JOB 1: In the weaving machine claims, what is the upper limit that claim 3 sets on the prescribed total number of motion cycles?

PASSAGE TO READ:
━━━

2. Method according to claim 1, characterized in that within the
partial number (Tn1, Tn2), the number of the motion cycles (N) in
which the shed closure angle (FSW) is changed relative to the
respective previous motion cycle (N-1) is greater than 2.
3. Method according to claim 1, characterized in that a prescribed
total number (Ng) of motion cycles (N), which amounts to not more
than 100, contains both a first partial number (Tn1) of motion
cycles (N) in which plural shed closure angles (FSW) form an
increasing sequence, as well as a second partial number (Tn2) of
motion cycles (N) in which plural shed closure angles (FSW) form a
decreasing sequence.
4. Method according to claim 1, characterized in that the following
values are prescribed by the operator of the weaving machine (2) a
starting value and an end value of the shed closure angle (FSW) for
the increasing or decreasing sequences of shed closure angles
(FSW); and a step width that defines the difference of the shed
closure angles (FSW) between two successive motion cycles (N).
5. Method according to claim 1, characterized in that the weave
patterns of plural successive motion cycles (N) form a binding
sequence, which define a pattern repeat, and in that the partial
number (Tn1, Tn2) of motion cycles (N) in which plural shed closure
angles (FSW) form an increasing or decreasing sequence, is greater
than the number of motion cycles (N) that define a pattern
repeat.
6. Method according to claim 1, characterized in that the weave
patterns of plural successive motion cycles (N) form a binding
sequence, and in that the binding sequence consists of the same
binding patterns before the increasing or decreasing sequence of
shed closure angles (FSW) as after the increasing or decreasing
sequence of shed closure angles (FSW).
7. Weaving machine (2) with a main motor (3) for driving the
weaving machine (2) and with a shedding device (4) with a shedding
motor (5) for driving the shedding device (4) and with a control
device (9), with the signals (10) of which the synchronicity of the
two motors (3, 5) is controllable, characterized in that a control
program is present in the control device (9), which is suitably
adapted to carrying out a method wherein, in each motion cycle (N)
of the weaving machine (2) a loom shed (7) formed by warp threads
(8) of the weaving machine (2) is opened and closed dependent on a
weave pattern, and wherein the synchronicity of the two motors (3,
5) is controlled by the signals (10) of the control device (9),
characterized in that during a partial number (Tn1, Tn2) of motion
cycles (N) the synchronicity of the two motors (3, 5) is changed in
such a manner so that plural shed closure angles (FSW), at which
the loom shed (7) is closed in the respective motion cycles (N)
form an increasing or decreasing sequence.
8. Weaving machine (2) according to claim 7, characterized in that
an input device (11) is present, with which one or more of the
following values are inputable by the operator a beginning value
and/or end value of the shed closure angle (FSW) of an increasing
or decreasing sequence of shed closure angles (FSW); a step width
for an increasing or decreasing sequence of shed closure angles
(FSW); a partial number (Tn1, Tn2) of motion cycles (N) in which
plural shed closure angles (FSW) form an increasing or decreasing
sequence; a total number (Ng) of motion cycles (N), which contains
both a first partial number (Tn1) of shed closure angles (FSW) in
increasing sequence as well as a second partial number (Tn2) of
shed closure angles (FSW) in decreasing sequence.

━━━

TASK INPUT:

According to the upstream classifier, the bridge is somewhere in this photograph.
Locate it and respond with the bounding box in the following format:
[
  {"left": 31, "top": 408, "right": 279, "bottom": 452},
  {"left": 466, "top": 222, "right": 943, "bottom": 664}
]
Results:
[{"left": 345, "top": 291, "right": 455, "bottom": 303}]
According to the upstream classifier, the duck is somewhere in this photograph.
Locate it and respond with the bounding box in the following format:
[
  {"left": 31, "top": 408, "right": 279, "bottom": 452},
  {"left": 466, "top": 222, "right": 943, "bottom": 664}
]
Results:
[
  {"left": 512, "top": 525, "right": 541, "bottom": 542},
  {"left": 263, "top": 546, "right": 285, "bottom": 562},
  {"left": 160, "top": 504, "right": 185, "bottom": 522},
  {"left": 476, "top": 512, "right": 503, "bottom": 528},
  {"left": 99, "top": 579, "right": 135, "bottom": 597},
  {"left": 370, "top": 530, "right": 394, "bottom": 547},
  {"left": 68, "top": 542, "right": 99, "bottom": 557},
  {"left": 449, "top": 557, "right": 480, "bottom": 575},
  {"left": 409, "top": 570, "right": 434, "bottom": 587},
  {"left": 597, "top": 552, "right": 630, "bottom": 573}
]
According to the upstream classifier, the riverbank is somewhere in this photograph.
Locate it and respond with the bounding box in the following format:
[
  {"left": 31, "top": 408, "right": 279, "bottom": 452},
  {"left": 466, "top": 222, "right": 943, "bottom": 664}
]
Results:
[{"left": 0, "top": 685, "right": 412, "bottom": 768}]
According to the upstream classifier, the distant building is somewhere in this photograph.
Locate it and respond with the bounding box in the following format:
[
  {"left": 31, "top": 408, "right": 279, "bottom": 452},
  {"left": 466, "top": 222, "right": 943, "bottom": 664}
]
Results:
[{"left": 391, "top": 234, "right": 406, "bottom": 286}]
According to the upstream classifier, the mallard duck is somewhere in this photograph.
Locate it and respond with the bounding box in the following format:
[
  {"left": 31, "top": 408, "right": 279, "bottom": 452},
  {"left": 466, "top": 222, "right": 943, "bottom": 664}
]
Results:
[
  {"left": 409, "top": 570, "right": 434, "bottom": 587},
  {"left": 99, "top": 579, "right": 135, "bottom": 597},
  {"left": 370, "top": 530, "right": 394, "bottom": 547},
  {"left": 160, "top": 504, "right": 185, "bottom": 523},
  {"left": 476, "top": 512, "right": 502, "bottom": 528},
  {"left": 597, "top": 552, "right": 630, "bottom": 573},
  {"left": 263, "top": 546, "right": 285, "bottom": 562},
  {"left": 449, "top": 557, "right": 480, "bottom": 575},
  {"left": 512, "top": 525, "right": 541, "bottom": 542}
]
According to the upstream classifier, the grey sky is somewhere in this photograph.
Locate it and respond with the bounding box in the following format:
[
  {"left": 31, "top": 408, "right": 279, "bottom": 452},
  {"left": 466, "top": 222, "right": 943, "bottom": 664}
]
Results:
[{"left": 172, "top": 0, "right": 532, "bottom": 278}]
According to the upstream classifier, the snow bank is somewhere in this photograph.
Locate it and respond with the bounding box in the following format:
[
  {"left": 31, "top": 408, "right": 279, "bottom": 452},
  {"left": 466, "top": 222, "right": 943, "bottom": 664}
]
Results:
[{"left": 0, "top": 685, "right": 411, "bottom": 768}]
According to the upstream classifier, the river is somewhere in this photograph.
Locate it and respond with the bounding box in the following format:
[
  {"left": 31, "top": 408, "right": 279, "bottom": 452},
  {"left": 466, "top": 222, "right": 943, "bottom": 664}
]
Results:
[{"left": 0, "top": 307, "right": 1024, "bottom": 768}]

━━━

JOB 2: Report each line of the records that contains the word "According".

CORRECT RESPONSE 1: Not more than 100.

CORRECT RESPONSE 2:
According to the upstream classifier, the bridge is somewhere in this photograph.
According to the upstream classifier, the duck is somewhere in this photograph.
According to the upstream classifier, the riverbank is somewhere in this photograph.
According to the upstream classifier, the distant building is somewhere in this photograph.
According to the upstream classifier, the mallard duck is somewhere in this photograph.
According to the upstream classifier, the grey sky is somewhere in this photograph.
According to the upstream classifier, the snow bank is somewhere in this photograph.
According to the upstream classifier, the river is somewhere in this photograph.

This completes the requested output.